提示文:
##############################
説明

枕装置

【課題】この発明は利用者のいびき音以外の雑音によって枕本体を動かして利用者に刺激を与えることがないようにした枕装置を提供することにある。
【解決手段】睡眠時に利用者の頭部を支える枕装置であって、
枕本体2と、枕本体に設けられ利用者のいびき音を検出するマイクロフォン9と、マイクロフォンが検出するいびき音によって作動して上記枕本体を動かすバイブレータ11と、枕本体に設けられ利用者が頭部を動かしたときに枕本体に加わる圧力の変化を検出する圧力検出スイッチ12と、圧力検出スイッチが枕本体に加わる圧力の変化を検出したときに、マイクロフォンが音を検出してもバイブレータが作動するのを所定時間阻止するゲート回路とを具備する。

【発明の詳細な説明】
【技術分野】
【0001】
この発明は利用者が睡眠中に発生するいびきを抑制するための枕装置に関する。
【背景技術】
【0002】
利用者が枕を用いて就寝する場合、枕の高さや硬さ或いは利用者の寝姿勢などによっていびきを発生するということがある。いびき音が大きい場合、周囲の人に迷惑をかけるということがあったり、自分のいびき音で目が覚めるなどのことがあるため、好ましくない。
【0003】
そこで、就寝中に利用者がいびきを発生したならば、その音をマイクロフォンによって検出し、その検出に基づいて枕に設けられたバイブレータを作動させるなどして利用者に軽い衝撃を与え、それによっていびきの発生を抑制するということが行なわれている。
##############################
抽出情報:

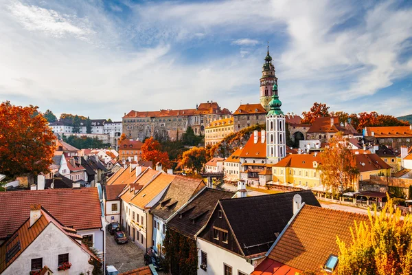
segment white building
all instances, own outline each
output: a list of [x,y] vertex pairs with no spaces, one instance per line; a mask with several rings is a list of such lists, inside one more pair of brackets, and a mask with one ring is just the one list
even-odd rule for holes
[[91,258],[100,260],[82,245],[82,239],[76,230],[65,227],[40,205],[32,205],[30,219],[0,246],[5,255],[0,273],[21,275],[43,270],[47,274],[91,273]]
[[286,134],[285,116],[280,109],[282,102],[279,100],[276,84],[272,91],[271,110],[266,116],[266,157],[267,163],[276,164],[286,155]]

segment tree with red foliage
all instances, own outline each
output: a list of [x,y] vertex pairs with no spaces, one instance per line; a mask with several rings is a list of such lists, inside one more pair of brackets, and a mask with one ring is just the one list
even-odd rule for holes
[[326,106],[325,104],[314,102],[313,106],[310,108],[310,111],[308,112],[304,111],[302,113],[304,119],[301,120],[301,123],[312,124],[317,118],[323,118],[329,116],[329,107]]
[[0,104],[0,171],[6,176],[49,173],[56,138],[37,109]]
[[161,151],[160,143],[153,137],[146,139],[141,146],[141,158],[143,160],[151,161],[153,165],[160,162],[163,168],[170,166],[169,155],[167,152]]

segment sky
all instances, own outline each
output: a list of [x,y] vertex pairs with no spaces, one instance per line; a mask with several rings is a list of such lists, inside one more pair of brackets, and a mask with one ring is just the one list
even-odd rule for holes
[[412,113],[411,1],[0,0],[0,101],[91,118],[259,102]]

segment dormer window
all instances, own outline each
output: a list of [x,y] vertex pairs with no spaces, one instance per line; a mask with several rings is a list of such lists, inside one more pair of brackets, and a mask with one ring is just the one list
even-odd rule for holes
[[333,272],[338,264],[338,256],[335,255],[330,255],[325,264],[323,268],[325,270]]

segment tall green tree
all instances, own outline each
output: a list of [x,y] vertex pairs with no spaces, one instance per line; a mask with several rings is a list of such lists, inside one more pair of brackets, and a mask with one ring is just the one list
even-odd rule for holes
[[54,116],[54,113],[49,109],[47,109],[45,113],[43,113],[43,116],[49,122],[54,122],[57,120],[57,118]]
[[73,133],[80,133],[80,118],[78,115],[73,118]]
[[90,118],[87,117],[86,120],[86,133],[91,133],[91,121],[90,120]]

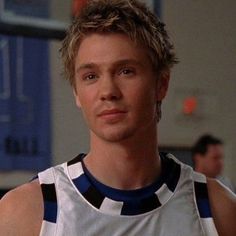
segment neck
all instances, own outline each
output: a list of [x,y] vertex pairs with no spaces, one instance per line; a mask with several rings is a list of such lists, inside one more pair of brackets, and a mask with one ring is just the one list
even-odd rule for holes
[[156,128],[141,137],[106,142],[91,135],[86,167],[98,181],[113,188],[131,190],[150,185],[161,169]]

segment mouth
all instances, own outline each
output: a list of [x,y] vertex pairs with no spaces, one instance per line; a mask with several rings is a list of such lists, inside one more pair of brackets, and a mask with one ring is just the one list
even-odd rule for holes
[[110,109],[110,110],[103,110],[101,113],[99,113],[98,116],[118,115],[118,114],[125,114],[125,113],[127,112],[124,110]]
[[101,113],[99,113],[98,117],[102,118],[103,120],[107,121],[107,122],[118,122],[120,120],[122,120],[125,115],[126,115],[127,111],[124,110],[119,110],[119,109],[109,109],[109,110],[103,110]]

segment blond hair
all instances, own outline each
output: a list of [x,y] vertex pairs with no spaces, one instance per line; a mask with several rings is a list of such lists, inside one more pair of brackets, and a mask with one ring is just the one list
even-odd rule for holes
[[75,86],[75,57],[81,41],[91,33],[123,33],[147,49],[159,73],[176,62],[165,25],[137,0],[90,0],[74,19],[62,43],[66,78]]

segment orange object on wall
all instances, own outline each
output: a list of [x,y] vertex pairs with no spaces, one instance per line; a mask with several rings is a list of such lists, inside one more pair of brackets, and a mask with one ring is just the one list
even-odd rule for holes
[[73,0],[72,2],[72,17],[76,17],[83,6],[87,3],[87,0]]
[[192,115],[196,109],[197,109],[197,98],[192,96],[192,97],[187,97],[183,101],[183,113],[185,115]]

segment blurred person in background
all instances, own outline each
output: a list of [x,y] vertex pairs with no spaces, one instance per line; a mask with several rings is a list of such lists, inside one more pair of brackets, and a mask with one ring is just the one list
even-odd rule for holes
[[222,140],[209,134],[202,135],[192,147],[192,158],[195,171],[220,180],[231,191],[235,192],[235,187],[231,181],[222,176],[224,169]]

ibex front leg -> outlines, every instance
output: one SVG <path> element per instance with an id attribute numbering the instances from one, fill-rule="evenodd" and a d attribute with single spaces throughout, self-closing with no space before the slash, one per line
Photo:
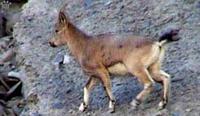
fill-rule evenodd
<path id="1" fill-rule="evenodd" d="M 104 86 L 104 89 L 109 97 L 109 112 L 113 113 L 115 112 L 115 98 L 112 94 L 112 90 L 111 90 L 111 82 L 110 82 L 110 76 L 108 71 L 102 67 L 100 69 L 98 69 L 98 75 L 99 78 Z"/>
<path id="2" fill-rule="evenodd" d="M 83 102 L 81 103 L 79 107 L 80 111 L 83 112 L 85 111 L 85 109 L 87 109 L 88 103 L 89 103 L 90 91 L 92 90 L 96 82 L 97 82 L 97 78 L 95 77 L 90 77 L 89 80 L 87 81 L 84 87 L 84 91 L 83 91 Z"/>

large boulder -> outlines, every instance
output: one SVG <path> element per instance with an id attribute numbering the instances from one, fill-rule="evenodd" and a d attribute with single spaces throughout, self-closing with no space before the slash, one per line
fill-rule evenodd
<path id="1" fill-rule="evenodd" d="M 171 110 L 166 113 L 198 113 L 200 100 L 194 101 L 199 98 L 200 87 L 198 0 L 29 0 L 14 28 L 14 37 L 18 41 L 19 73 L 27 99 L 22 115 L 81 115 L 77 108 L 87 78 L 73 57 L 70 57 L 69 64 L 56 70 L 53 63 L 56 55 L 70 54 L 64 47 L 53 49 L 48 45 L 58 12 L 65 3 L 72 23 L 90 35 L 112 32 L 151 36 L 156 40 L 161 30 L 169 26 L 181 27 L 182 40 L 169 45 L 163 63 L 163 69 L 173 77 Z M 132 77 L 112 79 L 112 90 L 119 107 L 116 115 L 131 115 L 132 110 L 127 104 L 141 89 L 142 86 Z M 149 102 L 131 113 L 156 115 L 160 86 L 155 90 Z M 91 113 L 107 115 L 108 99 L 102 87 L 96 87 L 91 95 Z M 189 112 L 185 110 L 188 107 L 192 109 Z M 97 110 L 99 108 L 103 109 Z"/>

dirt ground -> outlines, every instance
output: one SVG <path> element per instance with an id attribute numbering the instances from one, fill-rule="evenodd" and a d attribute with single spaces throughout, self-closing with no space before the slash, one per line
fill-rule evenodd
<path id="1" fill-rule="evenodd" d="M 134 77 L 112 76 L 116 112 L 107 112 L 108 98 L 100 85 L 91 94 L 88 111 L 78 111 L 87 77 L 69 50 L 48 45 L 59 9 L 65 3 L 71 22 L 89 35 L 112 32 L 157 40 L 162 30 L 181 27 L 182 39 L 169 44 L 163 62 L 163 70 L 172 76 L 168 108 L 157 110 L 161 96 L 161 86 L 157 84 L 148 99 L 132 110 L 129 103 L 142 86 Z M 18 73 L 27 100 L 21 116 L 199 116 L 199 32 L 199 0 L 29 0 L 13 33 L 18 46 Z M 57 69 L 55 63 L 65 54 L 70 56 L 70 62 Z"/>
##############################
取り組む内容: 枕装置についての文章を、最後の文の後から続けて書き進めてください。 行のデータはここでは使いません。

結果:
【0004】
特許文献1にはマイクロフォンによっていびき音を検出したならば、その検出によって枕に設けられたバイブレータを作動させ、利用者の頭部に振動を与えることで、いびきの発生を抑制することが開示されている。
【特許文献1】特開2004−283381号公報
【発明の開示】
【発明が解決しようとする課題】
【0005】
マイクロフォンによっていびき音を検出するようにした場合、マイクロフォンはいびき音だけでなく、利用者が寝返りを打ったときに生じる掛け布団が擦れる音や枕が変形する音などを検出してしまうことがある。つまり、マイクロフォンはいびき音以外の音も検出する。
【0006】
しかしながら、従来は、マイクロフォンがいびき音以外の音を検出した場合であっても、いびき音との区別をせずに、バイブレータが作動するようになっている。そのため、利用者がいびきを発生していないときに、バイブレータによって利用者の頭部を動かすことになるから、それによって利用者の睡眠が妨げられることになり、実用上好ましくないということがあった。
【0007】
この発明は、利用者が寝返りを打つなどして、いびき以外の音が発生したときには、その音で枕に支えられた利用者の頭部を動かすことがないようにした枕装置を提供することにある。
【課題を解決するための手段】
【0008】
この発明は、睡眠時に利用者の頭部を支える枕装置であって、
枕本体と、
この枕本体に設けられ利用者のいびき音及びそれ以外の音を検出するマイクロフォンと、
このマイクロフォンがいびき音を検出したときに作動して上記枕本体を動かす駆動手段と、
上記枕本体に設けられ利用者が頭部を動かしたときに上記枕本体に加わる圧力の変化を検出する検出手段と、
この検出手段が枕本体に加わる圧力の変化を検出したときに、上記マイクロフォンがいびき音以外の音を検出しても上記駆動手段が作動するのを所定時間阻止する阻止手段と
を具備したことを特徴とする枕装置にある。
【0009】
上記マイクロフォンによって検出されたいびき音は電気信号に変換されて比較部で基準値と比較され、その比較に基いて上記駆動手段を駆動する駆動信号が出力されることが好ましい。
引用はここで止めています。